#### QUOTED PASSAGE
[Start of section]

Privacy: $I(\theta; A^{(\theta, n)}) = 0$ for each $n$ . Hence each database's answer has the same marginal distribution regardless of $\theta$ — its size cannot depend on $\theta$ .

Step 3 — Sun-Jafar's induction

Inductively bound the per-database answer size. Base case $K = 1$ : trivial (the single file is fully downloaded). Induction step $K \to K + 1$ : the privacy constraint forces the answer for $K + 1$ files to contain at least $1/N^K$ of the $(K+1)$ -th file's information, on top of the previous $K$ -file overhead.

[End of section]

#### DATA SUPPLIED
[Start of section]

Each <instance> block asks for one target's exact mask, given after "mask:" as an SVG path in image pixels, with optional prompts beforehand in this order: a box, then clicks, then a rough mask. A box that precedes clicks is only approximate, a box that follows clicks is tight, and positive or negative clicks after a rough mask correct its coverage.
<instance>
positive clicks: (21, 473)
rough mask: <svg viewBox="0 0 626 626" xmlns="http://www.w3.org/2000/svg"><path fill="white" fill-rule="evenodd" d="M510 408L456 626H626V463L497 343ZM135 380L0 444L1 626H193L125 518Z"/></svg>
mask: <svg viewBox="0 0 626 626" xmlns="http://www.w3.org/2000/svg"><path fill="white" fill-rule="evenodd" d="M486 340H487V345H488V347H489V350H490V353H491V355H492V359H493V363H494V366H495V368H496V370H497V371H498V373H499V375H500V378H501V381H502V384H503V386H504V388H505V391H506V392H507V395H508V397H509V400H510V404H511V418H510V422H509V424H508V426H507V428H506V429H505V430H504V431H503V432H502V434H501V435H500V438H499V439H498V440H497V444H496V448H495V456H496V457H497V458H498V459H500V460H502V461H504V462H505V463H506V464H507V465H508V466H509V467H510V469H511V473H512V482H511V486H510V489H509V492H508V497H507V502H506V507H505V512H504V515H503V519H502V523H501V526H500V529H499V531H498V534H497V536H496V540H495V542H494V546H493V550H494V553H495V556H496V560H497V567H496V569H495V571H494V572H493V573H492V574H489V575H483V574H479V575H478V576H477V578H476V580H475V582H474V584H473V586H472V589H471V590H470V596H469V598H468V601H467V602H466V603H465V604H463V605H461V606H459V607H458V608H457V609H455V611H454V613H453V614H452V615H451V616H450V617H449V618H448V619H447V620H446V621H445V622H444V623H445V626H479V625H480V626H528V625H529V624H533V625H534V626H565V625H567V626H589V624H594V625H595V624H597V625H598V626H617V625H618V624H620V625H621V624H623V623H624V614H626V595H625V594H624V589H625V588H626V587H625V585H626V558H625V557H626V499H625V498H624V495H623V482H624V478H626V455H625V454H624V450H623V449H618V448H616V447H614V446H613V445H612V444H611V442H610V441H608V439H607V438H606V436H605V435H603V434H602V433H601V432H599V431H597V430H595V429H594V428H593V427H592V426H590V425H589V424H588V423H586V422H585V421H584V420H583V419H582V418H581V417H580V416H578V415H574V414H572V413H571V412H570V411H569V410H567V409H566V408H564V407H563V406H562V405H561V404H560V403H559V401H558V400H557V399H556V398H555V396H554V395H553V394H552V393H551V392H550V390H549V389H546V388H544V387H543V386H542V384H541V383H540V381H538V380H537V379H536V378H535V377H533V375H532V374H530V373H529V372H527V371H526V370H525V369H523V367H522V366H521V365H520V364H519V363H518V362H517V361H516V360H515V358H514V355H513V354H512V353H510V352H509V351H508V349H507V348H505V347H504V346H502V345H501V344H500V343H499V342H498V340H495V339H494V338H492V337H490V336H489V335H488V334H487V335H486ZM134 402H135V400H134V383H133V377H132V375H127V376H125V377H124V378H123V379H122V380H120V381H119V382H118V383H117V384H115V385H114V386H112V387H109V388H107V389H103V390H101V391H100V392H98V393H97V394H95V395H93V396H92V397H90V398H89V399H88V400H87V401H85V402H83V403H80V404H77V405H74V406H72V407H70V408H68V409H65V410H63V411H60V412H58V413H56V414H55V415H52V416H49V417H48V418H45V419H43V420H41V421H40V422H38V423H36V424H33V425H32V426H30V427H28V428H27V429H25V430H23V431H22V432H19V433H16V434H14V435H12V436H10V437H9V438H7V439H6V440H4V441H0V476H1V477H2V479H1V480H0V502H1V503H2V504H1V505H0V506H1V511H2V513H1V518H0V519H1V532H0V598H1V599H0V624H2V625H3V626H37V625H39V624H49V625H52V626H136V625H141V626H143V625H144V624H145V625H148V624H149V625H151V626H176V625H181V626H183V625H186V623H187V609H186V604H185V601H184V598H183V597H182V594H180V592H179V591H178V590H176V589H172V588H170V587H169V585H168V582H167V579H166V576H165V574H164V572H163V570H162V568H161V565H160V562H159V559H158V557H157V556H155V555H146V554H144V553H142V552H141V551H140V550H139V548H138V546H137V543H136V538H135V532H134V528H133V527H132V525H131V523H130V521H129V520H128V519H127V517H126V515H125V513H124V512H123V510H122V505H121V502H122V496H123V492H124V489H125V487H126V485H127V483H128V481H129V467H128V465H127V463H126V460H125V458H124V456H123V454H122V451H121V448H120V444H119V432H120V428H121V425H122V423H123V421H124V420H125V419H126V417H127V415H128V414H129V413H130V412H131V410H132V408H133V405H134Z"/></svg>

[End of section]

#### INSTRUCTIONS
**1)** Reproduce word for word the part of the private information retrieval text starting with "Step 3 — Sun-Jafar's" and going on through "previous $K$ -file overhead.".
**2)** Pick up the private information retrieval text where it stops and keep writing.
You can leave the listing aside, since none of the work relies on it.

#### OUTPUTS FOR THE TASKS
**1)**
Step 3 — Sun-Jafar's induction

Inductively bound the per-database answer size. Base case $K = 1$ : trivial (the single file is fully downloaded). Induction step $K \to K + 1$ : the privacy constraint forces the answer for $K + 1$ files to contain at least $1/N^K$ of the $(K+1)$ -th file's information, on top of the previous $K$ -file overhead.

**2)**
Step 4 — Sum the geometric series

Summing the per-level overheads: $D \geq L \cdot \sum_{i=0}^{K-1} N^{-i}$ . Hence $R \leq (1 + 1/N + \cdots + 1/N^{K-1})^{-1}$ . Achievability matches; capacity established. $\blacksquare$

PIR Capacity in Context

Privacy primitive	Capacity / overhead	Asymptote
Sun-Jafar PIR (this chapter)	$(1 + 1/N + \cdots + 1/N^{K-1})^{-1}$	$\to 1$ as $N \to \infty$
Coded shuffling (Ch. 2 §2.3)	$N(1 - \mu)/(1 + N\mu)$	$\to 0$ as $\mu \to 1$
Bonawitz secure agg. (Ch. 10)	$O(n^2)$ per round	Quadratic
CCESA (Ch. 12)	$O(n\sqrt{n/\log n})$	Sub-quadratic

The Same Cut-Set Recipe

The PIR converse follows the same four-step template as Chapter 2's coded-shuffling converse and Chapter 10's Caire et al. optimality:

Identify the cut (databases vs. user).
Apply an entropy bound (correctness + privacy).
Symmetrize (over $\theta$ ).
Normalize (divide by total download).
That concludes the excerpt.